### EXCERPT
From supersensitive detections of magnetic fields to quantum information processing, the key to a number of highly promising advanced technologies may lie in one of the most common defects in diamonds. Researchers at the Lawrence Berkeley National Laboratory (Berkeley Lab) and the University of California (UC) Berkeley have taken an important step towards unlocking this key with the first ever detailed look at critical ultrafast processes in these diamond defects.
Using two-dimensional electronic spectroscopy on picoand femto-second time-scales, a research team led by Graham Fleming, Vice Chancellor for Research at UC Berkeley and faculty scientist with Berkeley Lab’s Physical Biosciences Division, has recorded unprecedented observations of energy moving through the atom-sized diamond impurities known as nitrogen-vacancy (NV) centers. An NV center is created when two adjacent carbon atoms in a diamond crystal are replaced by a nitrogen atom and an empty gap.
"Our use of 2D electronic spectroscopy allowed us to essentially map the flow of energy through the NV center in real time and observe critical quantum mechanical effects," Fleming says. "The results hold broad implications for magnetometry, quantum information, nanophotonics, sensing and ultrafast spectroscopy."
Fleming is the corresponding author of a paper that describes this research entitled "Vibrational and electronic dynamics of nitrogen-vacancy centres in diamond revealed by two-dimensional ultrafast spectroscopy." The lead author is Vanessa Huxter, former member of Fleming’s research group and now a professor at the University of Arizona. Other co-authors are Thomas Oliver and Dmitry Budker, both of whom holds joint appointments with Berkeley Lab and UC Berkeley.
These 2D electronic spectroscopy measurements have provided us with the first window into the ultrafast dynamics of NV centers in diamond," says Huxter. "We were able to observe previously hidden vibrational and electronic properties of the NV center system, including the discovery of vibrational coherences lasting about two picoseconds, which on a quantum mechanical scale is a surprisingly long time."
Given the ubiquitous presence of weak magnetic fields, a sufficiently sensitive detector could be used in a wide range of applications including medical diagnostic and treatment procedures, chemical analyses, energy exploration and homeland security (to detect explosives). Diamond NV centers are held to be one of the finest magnetic sensors possible on the nanoscale. Diamond NV centers are also highly promising candidates for the creation of qubits - data encoded through quantum-spin rather than electrical charge that will be the heart and soul of quantum computing. Qubits can store exponentially more data and process it billions of times faster than classical computer bits. However, for these rich promises to be fully met, a much better fundamental understanding is needed of the electronic-state dynamics when an NV center is energized.

### EXCERPTED RECORDS
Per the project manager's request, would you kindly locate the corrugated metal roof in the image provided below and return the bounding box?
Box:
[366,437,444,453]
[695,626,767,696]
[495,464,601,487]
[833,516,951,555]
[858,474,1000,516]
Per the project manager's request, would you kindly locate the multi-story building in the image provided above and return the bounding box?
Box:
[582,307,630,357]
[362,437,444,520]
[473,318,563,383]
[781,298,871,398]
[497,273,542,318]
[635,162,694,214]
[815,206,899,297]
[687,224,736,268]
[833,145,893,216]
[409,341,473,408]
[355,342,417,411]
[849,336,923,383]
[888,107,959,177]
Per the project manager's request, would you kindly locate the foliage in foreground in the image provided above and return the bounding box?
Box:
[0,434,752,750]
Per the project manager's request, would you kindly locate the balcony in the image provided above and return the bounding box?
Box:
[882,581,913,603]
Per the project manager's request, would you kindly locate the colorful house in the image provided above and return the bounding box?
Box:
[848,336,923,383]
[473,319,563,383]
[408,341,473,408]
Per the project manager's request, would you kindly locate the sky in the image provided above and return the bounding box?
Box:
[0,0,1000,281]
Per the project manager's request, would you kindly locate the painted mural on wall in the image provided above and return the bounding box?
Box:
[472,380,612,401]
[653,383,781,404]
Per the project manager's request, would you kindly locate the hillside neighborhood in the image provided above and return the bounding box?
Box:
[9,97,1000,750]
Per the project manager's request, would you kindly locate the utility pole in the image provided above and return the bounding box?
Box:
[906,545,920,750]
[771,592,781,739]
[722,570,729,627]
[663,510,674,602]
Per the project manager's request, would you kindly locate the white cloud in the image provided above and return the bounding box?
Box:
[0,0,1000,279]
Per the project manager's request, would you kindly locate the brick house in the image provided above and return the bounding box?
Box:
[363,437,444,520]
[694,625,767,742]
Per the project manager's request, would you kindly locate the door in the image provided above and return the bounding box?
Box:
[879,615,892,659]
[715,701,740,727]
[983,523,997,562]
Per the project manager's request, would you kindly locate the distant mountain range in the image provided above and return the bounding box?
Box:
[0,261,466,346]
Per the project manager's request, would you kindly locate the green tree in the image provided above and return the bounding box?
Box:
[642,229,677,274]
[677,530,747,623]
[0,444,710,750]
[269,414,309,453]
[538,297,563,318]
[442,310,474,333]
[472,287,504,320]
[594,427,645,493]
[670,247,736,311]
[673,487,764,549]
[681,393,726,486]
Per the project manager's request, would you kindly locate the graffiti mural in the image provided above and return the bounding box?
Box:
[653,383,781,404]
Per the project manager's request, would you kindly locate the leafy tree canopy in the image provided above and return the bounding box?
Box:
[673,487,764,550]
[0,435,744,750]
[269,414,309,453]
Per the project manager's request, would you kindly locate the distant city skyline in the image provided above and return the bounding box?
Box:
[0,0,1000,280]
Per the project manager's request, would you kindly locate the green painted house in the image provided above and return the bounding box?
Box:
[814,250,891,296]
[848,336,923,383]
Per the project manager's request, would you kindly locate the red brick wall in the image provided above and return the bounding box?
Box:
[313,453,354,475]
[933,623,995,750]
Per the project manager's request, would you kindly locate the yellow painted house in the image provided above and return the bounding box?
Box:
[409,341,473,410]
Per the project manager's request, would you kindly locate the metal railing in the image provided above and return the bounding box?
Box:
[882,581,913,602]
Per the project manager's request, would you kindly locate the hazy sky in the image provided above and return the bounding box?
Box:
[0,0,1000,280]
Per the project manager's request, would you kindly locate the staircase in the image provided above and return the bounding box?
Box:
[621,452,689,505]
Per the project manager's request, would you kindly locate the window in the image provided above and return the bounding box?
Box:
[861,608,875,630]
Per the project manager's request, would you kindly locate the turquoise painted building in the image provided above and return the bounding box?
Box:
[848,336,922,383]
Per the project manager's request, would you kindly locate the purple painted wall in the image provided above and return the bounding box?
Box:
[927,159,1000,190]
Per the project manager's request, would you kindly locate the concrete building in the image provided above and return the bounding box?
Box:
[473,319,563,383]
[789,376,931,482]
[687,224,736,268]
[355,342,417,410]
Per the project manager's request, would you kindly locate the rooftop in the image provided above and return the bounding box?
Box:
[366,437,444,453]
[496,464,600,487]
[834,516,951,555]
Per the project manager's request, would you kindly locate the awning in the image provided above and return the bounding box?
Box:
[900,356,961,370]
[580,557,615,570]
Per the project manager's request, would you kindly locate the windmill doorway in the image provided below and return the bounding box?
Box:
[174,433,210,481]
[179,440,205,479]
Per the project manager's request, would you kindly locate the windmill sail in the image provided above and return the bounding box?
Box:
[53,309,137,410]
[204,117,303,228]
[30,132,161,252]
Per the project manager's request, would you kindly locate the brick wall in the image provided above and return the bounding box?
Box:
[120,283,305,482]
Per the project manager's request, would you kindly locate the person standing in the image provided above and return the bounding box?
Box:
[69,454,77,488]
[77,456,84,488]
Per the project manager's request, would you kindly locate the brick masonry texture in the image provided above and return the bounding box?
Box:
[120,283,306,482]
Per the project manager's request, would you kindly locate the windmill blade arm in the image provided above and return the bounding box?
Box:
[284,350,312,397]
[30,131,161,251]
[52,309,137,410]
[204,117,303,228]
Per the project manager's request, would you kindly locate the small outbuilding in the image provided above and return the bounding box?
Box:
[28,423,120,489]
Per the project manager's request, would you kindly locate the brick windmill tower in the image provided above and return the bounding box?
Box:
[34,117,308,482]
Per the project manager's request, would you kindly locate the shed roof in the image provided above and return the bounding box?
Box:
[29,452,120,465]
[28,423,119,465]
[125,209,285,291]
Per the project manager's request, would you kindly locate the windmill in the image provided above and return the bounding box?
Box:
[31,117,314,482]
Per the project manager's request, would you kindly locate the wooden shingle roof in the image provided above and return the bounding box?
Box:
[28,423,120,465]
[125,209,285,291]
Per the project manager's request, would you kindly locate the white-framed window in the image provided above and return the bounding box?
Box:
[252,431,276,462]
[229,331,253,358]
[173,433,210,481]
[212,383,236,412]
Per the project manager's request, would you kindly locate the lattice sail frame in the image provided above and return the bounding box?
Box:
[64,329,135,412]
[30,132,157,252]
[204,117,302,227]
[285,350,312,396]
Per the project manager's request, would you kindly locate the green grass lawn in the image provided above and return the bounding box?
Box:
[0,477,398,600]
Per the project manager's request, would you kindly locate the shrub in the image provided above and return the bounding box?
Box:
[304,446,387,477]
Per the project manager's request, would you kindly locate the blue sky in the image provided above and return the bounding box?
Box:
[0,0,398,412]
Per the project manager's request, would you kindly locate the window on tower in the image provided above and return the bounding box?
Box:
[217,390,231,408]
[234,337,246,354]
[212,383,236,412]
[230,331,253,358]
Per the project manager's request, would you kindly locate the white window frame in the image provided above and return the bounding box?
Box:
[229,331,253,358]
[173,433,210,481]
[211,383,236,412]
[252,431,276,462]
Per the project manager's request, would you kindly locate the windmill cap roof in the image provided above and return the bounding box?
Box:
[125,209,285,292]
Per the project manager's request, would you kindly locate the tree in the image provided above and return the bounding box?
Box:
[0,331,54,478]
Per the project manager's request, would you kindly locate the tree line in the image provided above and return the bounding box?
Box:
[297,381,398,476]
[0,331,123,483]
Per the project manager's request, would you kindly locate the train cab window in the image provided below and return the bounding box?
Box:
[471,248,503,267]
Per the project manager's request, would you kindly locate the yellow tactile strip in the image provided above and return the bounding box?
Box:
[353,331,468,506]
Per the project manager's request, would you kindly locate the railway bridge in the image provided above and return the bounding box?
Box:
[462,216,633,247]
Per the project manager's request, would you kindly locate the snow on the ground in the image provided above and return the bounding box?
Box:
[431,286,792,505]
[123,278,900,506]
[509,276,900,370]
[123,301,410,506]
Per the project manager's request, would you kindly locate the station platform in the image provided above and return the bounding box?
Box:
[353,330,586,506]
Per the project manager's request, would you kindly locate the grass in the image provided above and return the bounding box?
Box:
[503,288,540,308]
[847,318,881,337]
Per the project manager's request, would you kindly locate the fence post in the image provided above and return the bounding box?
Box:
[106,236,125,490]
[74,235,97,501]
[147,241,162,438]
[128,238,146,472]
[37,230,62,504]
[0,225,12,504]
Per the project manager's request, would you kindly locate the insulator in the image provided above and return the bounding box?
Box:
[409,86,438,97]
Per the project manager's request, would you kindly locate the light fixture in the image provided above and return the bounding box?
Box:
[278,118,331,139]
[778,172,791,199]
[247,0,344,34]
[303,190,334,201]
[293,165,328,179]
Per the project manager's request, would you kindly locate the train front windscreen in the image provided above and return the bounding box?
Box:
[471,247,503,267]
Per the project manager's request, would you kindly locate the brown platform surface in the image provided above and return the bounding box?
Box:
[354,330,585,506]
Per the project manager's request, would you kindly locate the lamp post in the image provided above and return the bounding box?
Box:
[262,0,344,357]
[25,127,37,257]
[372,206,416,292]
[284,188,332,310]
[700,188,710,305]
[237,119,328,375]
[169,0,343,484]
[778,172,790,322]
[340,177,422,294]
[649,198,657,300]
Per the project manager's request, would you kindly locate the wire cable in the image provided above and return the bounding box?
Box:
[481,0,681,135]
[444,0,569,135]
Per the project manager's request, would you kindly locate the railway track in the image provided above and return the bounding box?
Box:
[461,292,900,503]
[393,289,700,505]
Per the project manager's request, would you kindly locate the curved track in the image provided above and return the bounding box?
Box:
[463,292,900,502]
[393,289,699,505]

### PROBLEM SET
[1] In the diamond defects text, rewrite the section starting at "From supersensitive detections" and ending at "these diamond defects.", changing "ultrafast" to "extremely fast".
[2] In the diamond defects text, what replaces two adjacent carbon atoms in a diamond crystal to create an NV center?

### RESPONSES TO THE EXERCISE
[1]
From supersensitive detections of magnetic fields to quantum information processing, the key to a number of highly promising advanced technologies may lie in one of the most common defects in diamonds. Researchers at the Lawrence Berkeley National Laboratory (Berkeley Lab) and the University of California (UC) Berkeley have taken an important step towards unlocking this key with the first ever detailed look at critical extremely fast processes in these diamond defects.

[2] A nitrogen atom and an empty gap.